A few of my favourite tour highlights:

The tour began with a lentil-inspired dinner at the locally owned and operated The Hollows restaurant. Every dish on our menu was prepared with lentils! It was amazing to see and taste all of the creative ways Chefs Christie Peters and Kyle Michael turned lentils into gourmet dishes. The highlight of my dinner was the cod and potato fritto misto with tzatziki, squid ink lentils, and shaved radish. While we dined, Chris Marinangeli Director of Nutrition, Science, and Regulatory Affairs at Pulse Canada shared a fact filled overview of the science and health benefits of lentils.

 

The next morning began bright and early with a trip to the spectacular lentil fields.  We were welcomed to Aidra Farms by Corey Loessin, his wife Joan Heath, and their children. Corey explained the benefits of growing and rotating variety of crops including lentils, peas, faba beans, and canola to maintain the health of the soil. Soil conservation is among the strongest motivators for much of the way they run their operation. One of the most important lessons I learned from Corey and Joan was the importance of protecting the 6 inches of loam topsoil from erosion through maintaining crop stubble and crop rotation.

SET OF TASKS
A: Decide whether each of the following statements agrees with the lentil tour text. Answer yes or no for each, and quote the words of the text that settle it. (i) Every dish at the dinner was made with lentils. (ii) The visit to the lentil fields took place on the same evening as the dinner. (iii) Corey and Joan stressed protecting 12 inches of loam topsoil.
B: Please reproduce, character for character, everything in the rows from the line containing "Lab microscopy module: scan the image above for the patch" down to the line containing "xmin=338 ymin=51 xmax=354 ymax=58", with both of those lines included.

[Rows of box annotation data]
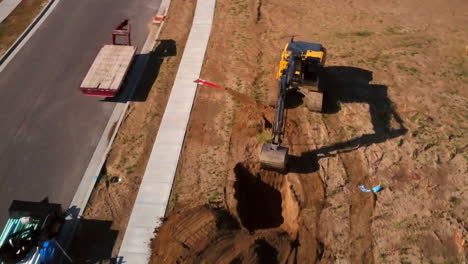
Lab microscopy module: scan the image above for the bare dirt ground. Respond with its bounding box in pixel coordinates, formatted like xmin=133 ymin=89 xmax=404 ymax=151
xmin=0 ymin=0 xmax=48 ymax=56
xmin=148 ymin=0 xmax=468 ymax=263
xmin=71 ymin=0 xmax=195 ymax=263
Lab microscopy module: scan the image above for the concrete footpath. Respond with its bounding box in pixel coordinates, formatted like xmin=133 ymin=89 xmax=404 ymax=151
xmin=118 ymin=0 xmax=216 ymax=264
xmin=0 ymin=0 xmax=21 ymax=23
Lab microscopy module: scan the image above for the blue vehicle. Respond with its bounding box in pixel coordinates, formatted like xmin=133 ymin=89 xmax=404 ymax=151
xmin=0 ymin=200 xmax=64 ymax=264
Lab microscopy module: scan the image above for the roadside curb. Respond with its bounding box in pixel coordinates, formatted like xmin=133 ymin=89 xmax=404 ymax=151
xmin=59 ymin=0 xmax=174 ymax=260
xmin=0 ymin=0 xmax=60 ymax=72
xmin=117 ymin=0 xmax=216 ymax=264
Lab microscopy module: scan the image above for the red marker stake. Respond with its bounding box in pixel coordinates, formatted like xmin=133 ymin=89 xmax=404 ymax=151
xmin=195 ymin=79 xmax=221 ymax=88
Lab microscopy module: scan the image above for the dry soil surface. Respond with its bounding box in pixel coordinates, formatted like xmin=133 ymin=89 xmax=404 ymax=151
xmin=71 ymin=0 xmax=195 ymax=263
xmin=151 ymin=0 xmax=468 ymax=263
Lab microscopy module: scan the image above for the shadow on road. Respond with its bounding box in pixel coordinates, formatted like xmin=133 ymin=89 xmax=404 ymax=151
xmin=289 ymin=66 xmax=407 ymax=173
xmin=70 ymin=218 xmax=119 ymax=264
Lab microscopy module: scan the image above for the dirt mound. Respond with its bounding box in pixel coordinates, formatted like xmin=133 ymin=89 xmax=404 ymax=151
xmin=152 ymin=0 xmax=468 ymax=263
xmin=151 ymin=206 xmax=290 ymax=264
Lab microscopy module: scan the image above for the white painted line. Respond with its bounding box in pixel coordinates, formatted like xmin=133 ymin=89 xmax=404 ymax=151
xmin=59 ymin=0 xmax=168 ymax=258
xmin=119 ymin=0 xmax=216 ymax=264
xmin=0 ymin=0 xmax=21 ymax=23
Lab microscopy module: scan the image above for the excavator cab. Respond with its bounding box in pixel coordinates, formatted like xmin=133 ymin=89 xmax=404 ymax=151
xmin=260 ymin=38 xmax=326 ymax=172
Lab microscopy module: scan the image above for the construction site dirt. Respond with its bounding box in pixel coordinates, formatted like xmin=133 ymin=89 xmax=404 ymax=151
xmin=76 ymin=0 xmax=468 ymax=263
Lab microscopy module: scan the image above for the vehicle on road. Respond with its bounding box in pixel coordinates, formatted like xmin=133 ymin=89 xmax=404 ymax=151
xmin=80 ymin=20 xmax=137 ymax=97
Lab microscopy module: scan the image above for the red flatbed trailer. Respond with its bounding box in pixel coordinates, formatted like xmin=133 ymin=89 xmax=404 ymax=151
xmin=80 ymin=20 xmax=137 ymax=97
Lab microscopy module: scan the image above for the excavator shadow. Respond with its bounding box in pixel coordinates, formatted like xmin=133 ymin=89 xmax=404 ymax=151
xmin=289 ymin=66 xmax=407 ymax=173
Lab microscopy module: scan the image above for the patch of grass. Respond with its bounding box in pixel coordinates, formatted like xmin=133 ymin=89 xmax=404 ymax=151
xmin=335 ymin=30 xmax=372 ymax=38
xmin=397 ymin=63 xmax=418 ymax=75
xmin=352 ymin=30 xmax=372 ymax=37
xmin=338 ymin=51 xmax=354 ymax=58
xmin=385 ymin=26 xmax=404 ymax=35
xmin=396 ymin=36 xmax=434 ymax=49
xmin=208 ymin=191 xmax=223 ymax=203
xmin=449 ymin=196 xmax=462 ymax=205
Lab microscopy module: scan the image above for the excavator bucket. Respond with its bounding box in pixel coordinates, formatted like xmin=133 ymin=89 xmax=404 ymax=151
xmin=305 ymin=91 xmax=323 ymax=113
xmin=260 ymin=143 xmax=289 ymax=172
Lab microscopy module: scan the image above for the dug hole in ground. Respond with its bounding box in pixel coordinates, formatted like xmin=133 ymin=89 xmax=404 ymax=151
xmin=77 ymin=0 xmax=468 ymax=263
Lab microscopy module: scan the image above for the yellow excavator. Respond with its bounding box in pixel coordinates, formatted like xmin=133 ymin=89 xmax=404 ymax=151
xmin=260 ymin=37 xmax=327 ymax=172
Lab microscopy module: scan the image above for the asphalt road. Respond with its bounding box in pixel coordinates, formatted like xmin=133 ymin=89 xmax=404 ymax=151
xmin=0 ymin=0 xmax=161 ymax=226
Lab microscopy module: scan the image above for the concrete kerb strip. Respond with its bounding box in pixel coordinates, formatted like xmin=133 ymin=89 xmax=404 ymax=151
xmin=118 ymin=0 xmax=216 ymax=264
xmin=0 ymin=0 xmax=60 ymax=72
xmin=59 ymin=0 xmax=174 ymax=260
xmin=0 ymin=0 xmax=21 ymax=23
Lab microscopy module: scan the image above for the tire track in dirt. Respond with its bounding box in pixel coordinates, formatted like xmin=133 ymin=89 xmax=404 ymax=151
xmin=323 ymin=115 xmax=376 ymax=263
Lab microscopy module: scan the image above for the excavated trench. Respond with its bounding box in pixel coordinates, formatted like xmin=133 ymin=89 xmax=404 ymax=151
xmin=234 ymin=163 xmax=284 ymax=232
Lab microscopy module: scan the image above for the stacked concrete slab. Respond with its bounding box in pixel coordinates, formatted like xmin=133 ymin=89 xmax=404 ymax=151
xmin=119 ymin=0 xmax=215 ymax=264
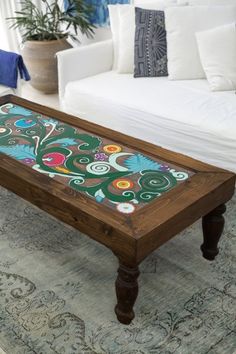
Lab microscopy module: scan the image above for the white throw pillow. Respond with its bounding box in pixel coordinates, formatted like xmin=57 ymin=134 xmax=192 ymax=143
xmin=177 ymin=0 xmax=236 ymax=6
xmin=117 ymin=0 xmax=176 ymax=73
xmin=165 ymin=6 xmax=236 ymax=80
xmin=196 ymin=23 xmax=236 ymax=91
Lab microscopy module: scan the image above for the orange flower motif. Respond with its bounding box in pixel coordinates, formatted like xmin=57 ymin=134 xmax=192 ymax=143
xmin=112 ymin=178 xmax=134 ymax=189
xmin=103 ymin=145 xmax=122 ymax=154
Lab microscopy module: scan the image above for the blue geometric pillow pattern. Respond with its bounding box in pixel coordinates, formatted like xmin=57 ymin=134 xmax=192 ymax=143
xmin=134 ymin=7 xmax=168 ymax=77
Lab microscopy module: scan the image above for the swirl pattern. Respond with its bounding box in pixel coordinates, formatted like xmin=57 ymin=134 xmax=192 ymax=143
xmin=0 ymin=104 xmax=192 ymax=214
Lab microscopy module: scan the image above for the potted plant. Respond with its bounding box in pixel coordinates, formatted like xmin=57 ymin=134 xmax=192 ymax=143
xmin=8 ymin=0 xmax=94 ymax=93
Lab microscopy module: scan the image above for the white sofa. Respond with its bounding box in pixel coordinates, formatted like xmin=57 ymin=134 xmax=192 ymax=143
xmin=57 ymin=40 xmax=236 ymax=172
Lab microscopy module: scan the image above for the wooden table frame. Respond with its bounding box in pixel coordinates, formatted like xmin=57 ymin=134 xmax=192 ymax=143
xmin=0 ymin=95 xmax=235 ymax=324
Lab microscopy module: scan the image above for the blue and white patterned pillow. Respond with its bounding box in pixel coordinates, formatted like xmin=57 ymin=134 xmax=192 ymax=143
xmin=134 ymin=7 xmax=168 ymax=77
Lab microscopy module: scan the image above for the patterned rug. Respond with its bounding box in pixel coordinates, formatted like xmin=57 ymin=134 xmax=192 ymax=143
xmin=0 ymin=185 xmax=236 ymax=354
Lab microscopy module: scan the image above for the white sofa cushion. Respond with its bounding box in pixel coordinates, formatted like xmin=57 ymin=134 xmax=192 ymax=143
xmin=196 ymin=23 xmax=236 ymax=91
xmin=165 ymin=6 xmax=236 ymax=80
xmin=62 ymin=71 xmax=236 ymax=171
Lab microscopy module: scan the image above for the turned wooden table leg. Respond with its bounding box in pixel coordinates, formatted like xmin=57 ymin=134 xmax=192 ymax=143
xmin=201 ymin=204 xmax=226 ymax=261
xmin=115 ymin=262 xmax=139 ymax=324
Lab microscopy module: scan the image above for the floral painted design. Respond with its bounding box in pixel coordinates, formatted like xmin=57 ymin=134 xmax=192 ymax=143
xmin=0 ymin=103 xmax=192 ymax=214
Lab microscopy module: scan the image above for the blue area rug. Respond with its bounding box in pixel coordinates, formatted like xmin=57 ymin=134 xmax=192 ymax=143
xmin=0 ymin=189 xmax=236 ymax=354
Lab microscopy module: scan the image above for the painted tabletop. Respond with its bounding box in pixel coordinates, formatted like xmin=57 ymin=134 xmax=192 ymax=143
xmin=0 ymin=103 xmax=193 ymax=214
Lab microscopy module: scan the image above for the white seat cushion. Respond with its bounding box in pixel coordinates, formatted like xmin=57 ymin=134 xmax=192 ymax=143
xmin=196 ymin=23 xmax=236 ymax=91
xmin=165 ymin=6 xmax=236 ymax=80
xmin=62 ymin=71 xmax=236 ymax=171
xmin=0 ymin=85 xmax=15 ymax=96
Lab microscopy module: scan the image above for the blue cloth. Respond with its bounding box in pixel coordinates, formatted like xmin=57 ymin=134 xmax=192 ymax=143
xmin=0 ymin=49 xmax=30 ymax=88
xmin=64 ymin=0 xmax=130 ymax=26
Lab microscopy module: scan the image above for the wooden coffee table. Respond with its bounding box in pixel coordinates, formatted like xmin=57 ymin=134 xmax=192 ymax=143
xmin=0 ymin=95 xmax=235 ymax=324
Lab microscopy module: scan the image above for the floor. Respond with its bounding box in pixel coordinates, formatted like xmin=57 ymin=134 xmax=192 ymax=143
xmin=21 ymin=82 xmax=59 ymax=109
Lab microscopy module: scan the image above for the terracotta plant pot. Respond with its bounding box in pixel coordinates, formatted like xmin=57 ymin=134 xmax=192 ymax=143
xmin=22 ymin=39 xmax=71 ymax=93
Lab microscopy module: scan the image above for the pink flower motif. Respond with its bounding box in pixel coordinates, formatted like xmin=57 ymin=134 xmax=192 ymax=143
xmin=94 ymin=152 xmax=108 ymax=161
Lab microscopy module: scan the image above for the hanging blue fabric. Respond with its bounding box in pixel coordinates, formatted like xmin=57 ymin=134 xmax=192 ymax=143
xmin=64 ymin=0 xmax=130 ymax=26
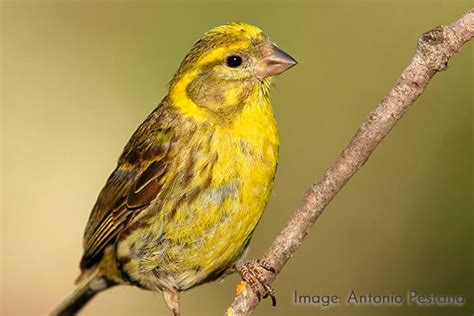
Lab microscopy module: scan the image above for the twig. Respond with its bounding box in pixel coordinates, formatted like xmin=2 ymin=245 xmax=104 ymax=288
xmin=227 ymin=8 xmax=474 ymax=316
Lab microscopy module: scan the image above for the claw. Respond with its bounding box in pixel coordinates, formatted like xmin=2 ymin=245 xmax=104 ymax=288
xmin=236 ymin=259 xmax=276 ymax=306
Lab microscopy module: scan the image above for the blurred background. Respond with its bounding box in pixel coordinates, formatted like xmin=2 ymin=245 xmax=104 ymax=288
xmin=0 ymin=0 xmax=474 ymax=315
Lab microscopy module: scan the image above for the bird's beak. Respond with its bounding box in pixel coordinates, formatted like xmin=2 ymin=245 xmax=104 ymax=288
xmin=255 ymin=44 xmax=298 ymax=78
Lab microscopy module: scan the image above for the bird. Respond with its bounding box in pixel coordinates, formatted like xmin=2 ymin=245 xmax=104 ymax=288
xmin=51 ymin=22 xmax=297 ymax=315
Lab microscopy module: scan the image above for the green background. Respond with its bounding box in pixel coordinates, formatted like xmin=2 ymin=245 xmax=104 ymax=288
xmin=0 ymin=0 xmax=474 ymax=315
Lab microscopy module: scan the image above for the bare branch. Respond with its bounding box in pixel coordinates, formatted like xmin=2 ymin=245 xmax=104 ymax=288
xmin=227 ymin=8 xmax=474 ymax=316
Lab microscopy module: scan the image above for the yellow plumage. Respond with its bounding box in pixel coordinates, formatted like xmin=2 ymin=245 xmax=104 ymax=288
xmin=52 ymin=23 xmax=295 ymax=314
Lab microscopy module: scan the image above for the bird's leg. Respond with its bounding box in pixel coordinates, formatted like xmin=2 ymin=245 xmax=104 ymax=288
xmin=234 ymin=259 xmax=276 ymax=306
xmin=163 ymin=289 xmax=181 ymax=316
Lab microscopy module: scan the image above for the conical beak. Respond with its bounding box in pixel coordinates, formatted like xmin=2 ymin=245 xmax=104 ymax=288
xmin=255 ymin=44 xmax=298 ymax=78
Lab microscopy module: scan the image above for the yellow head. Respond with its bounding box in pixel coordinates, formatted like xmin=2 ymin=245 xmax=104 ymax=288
xmin=170 ymin=23 xmax=296 ymax=119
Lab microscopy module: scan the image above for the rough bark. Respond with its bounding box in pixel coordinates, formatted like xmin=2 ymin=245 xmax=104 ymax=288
xmin=227 ymin=8 xmax=474 ymax=316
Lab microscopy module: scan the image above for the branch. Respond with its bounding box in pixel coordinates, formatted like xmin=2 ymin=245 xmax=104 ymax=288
xmin=227 ymin=8 xmax=474 ymax=316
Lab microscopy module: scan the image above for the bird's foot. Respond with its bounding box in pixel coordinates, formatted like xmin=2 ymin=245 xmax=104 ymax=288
xmin=235 ymin=259 xmax=276 ymax=306
xmin=163 ymin=290 xmax=181 ymax=316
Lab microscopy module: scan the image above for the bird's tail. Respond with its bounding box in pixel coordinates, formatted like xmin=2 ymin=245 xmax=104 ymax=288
xmin=50 ymin=269 xmax=115 ymax=316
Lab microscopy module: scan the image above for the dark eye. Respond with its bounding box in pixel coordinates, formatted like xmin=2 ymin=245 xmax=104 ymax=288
xmin=225 ymin=55 xmax=242 ymax=68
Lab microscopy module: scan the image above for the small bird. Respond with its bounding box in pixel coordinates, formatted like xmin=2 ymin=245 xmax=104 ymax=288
xmin=52 ymin=23 xmax=297 ymax=315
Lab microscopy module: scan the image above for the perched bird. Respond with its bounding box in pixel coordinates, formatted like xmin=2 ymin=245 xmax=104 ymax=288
xmin=52 ymin=23 xmax=296 ymax=315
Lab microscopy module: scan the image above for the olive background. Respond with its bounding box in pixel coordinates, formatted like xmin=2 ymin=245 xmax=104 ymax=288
xmin=0 ymin=0 xmax=474 ymax=315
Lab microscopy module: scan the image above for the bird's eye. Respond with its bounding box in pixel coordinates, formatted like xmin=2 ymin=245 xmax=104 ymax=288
xmin=225 ymin=55 xmax=242 ymax=68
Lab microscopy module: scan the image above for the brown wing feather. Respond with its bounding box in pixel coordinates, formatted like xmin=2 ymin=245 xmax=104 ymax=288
xmin=81 ymin=100 xmax=175 ymax=268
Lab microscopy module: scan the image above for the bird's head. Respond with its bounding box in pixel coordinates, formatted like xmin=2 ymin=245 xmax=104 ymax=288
xmin=170 ymin=23 xmax=296 ymax=121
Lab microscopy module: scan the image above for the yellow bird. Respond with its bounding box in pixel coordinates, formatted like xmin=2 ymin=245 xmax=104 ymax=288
xmin=52 ymin=23 xmax=296 ymax=315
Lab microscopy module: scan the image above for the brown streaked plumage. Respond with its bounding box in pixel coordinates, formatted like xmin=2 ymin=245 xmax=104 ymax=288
xmin=53 ymin=23 xmax=296 ymax=315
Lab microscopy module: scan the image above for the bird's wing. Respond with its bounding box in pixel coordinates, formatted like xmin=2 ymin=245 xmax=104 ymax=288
xmin=81 ymin=105 xmax=175 ymax=268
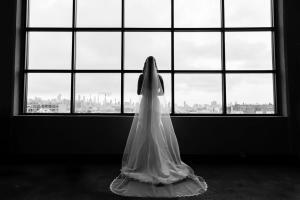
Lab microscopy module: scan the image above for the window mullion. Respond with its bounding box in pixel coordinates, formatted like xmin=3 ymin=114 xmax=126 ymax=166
xmin=70 ymin=0 xmax=77 ymax=114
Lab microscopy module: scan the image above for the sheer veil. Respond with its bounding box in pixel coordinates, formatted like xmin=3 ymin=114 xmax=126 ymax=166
xmin=110 ymin=56 xmax=207 ymax=197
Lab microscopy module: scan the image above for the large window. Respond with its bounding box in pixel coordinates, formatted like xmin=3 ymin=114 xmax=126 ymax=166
xmin=23 ymin=0 xmax=278 ymax=115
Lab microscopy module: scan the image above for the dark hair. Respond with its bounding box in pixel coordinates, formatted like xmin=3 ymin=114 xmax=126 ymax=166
xmin=143 ymin=56 xmax=157 ymax=74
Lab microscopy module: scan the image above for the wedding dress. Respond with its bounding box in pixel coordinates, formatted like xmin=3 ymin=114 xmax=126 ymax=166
xmin=110 ymin=56 xmax=207 ymax=197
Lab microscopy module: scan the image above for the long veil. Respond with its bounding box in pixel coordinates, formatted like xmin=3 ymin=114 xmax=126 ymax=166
xmin=110 ymin=56 xmax=207 ymax=197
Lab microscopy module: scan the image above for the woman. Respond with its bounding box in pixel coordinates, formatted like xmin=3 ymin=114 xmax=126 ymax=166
xmin=110 ymin=56 xmax=207 ymax=197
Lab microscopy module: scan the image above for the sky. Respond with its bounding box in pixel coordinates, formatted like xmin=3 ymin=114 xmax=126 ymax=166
xmin=28 ymin=0 xmax=273 ymax=105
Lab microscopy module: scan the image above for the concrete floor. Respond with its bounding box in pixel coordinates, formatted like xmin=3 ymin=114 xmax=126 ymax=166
xmin=0 ymin=162 xmax=300 ymax=200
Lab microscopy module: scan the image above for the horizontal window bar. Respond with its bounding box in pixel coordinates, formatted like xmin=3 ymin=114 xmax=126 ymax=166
xmin=22 ymin=113 xmax=281 ymax=117
xmin=26 ymin=27 xmax=275 ymax=32
xmin=24 ymin=69 xmax=276 ymax=73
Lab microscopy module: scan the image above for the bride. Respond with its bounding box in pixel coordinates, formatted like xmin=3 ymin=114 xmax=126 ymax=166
xmin=110 ymin=56 xmax=207 ymax=197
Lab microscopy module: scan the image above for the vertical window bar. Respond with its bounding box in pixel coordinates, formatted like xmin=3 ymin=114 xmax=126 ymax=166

RESPONSES TO THE TASKS
A:
(i) Yes: "Every dish on our menu was prepared with lentils!"
(ii) No: "The next morning began bright and early with a trip to the spectacular lentil fields."
(iii) No: "the importance of protecting the 6 inches of loam topsoil from erosion"

B:
Lab microscopy module: scan the image above for the patch of grass. Respond with its bounding box in pixel coordinates, formatted like xmin=133 ymin=89 xmax=404 ymax=151
xmin=335 ymin=30 xmax=372 ymax=38
xmin=397 ymin=63 xmax=418 ymax=75
xmin=352 ymin=30 xmax=372 ymax=37
xmin=338 ymin=51 xmax=354 ymax=58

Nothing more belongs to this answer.